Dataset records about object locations
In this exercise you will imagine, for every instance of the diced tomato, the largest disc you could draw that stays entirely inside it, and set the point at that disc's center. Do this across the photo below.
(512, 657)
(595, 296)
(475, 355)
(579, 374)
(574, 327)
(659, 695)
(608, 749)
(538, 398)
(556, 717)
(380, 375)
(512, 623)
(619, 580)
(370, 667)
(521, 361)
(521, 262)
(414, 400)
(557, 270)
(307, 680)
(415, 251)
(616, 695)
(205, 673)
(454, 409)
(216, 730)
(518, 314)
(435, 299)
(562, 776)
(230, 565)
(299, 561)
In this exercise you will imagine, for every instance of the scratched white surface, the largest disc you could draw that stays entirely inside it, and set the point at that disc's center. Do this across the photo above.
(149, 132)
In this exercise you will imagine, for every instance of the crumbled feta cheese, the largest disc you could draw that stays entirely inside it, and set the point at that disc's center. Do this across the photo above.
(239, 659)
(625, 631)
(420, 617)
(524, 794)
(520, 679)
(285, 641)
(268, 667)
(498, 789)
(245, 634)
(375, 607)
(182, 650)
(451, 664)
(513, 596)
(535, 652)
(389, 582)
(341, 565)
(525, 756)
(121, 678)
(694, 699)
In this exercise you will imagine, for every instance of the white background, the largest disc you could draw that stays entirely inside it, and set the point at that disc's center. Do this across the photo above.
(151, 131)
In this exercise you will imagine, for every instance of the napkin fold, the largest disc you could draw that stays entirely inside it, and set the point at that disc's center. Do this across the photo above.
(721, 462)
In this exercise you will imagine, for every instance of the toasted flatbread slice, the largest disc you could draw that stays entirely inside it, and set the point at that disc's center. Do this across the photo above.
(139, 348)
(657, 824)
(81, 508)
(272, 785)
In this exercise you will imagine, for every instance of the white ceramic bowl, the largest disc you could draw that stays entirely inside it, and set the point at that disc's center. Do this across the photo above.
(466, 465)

### Written task
Reproduce, exactly and with nothing added, the lines from the one that includes "of the toasted" through the last line of the material.

### Complete answer
In this exercise you will imagine, for every instance of the toasted flatbread slice, the largest disc you could draw that stays entirely inside it, and set the point at that disc's center. Do this across the photo above.
(139, 348)
(657, 824)
(81, 508)
(272, 785)
In this exercise you will imagine, for every instance of the white ceramic bowl, the largest disc you could draw that stays entirely inside it, and set the point at that disc's center. Do this across the photo above.
(466, 465)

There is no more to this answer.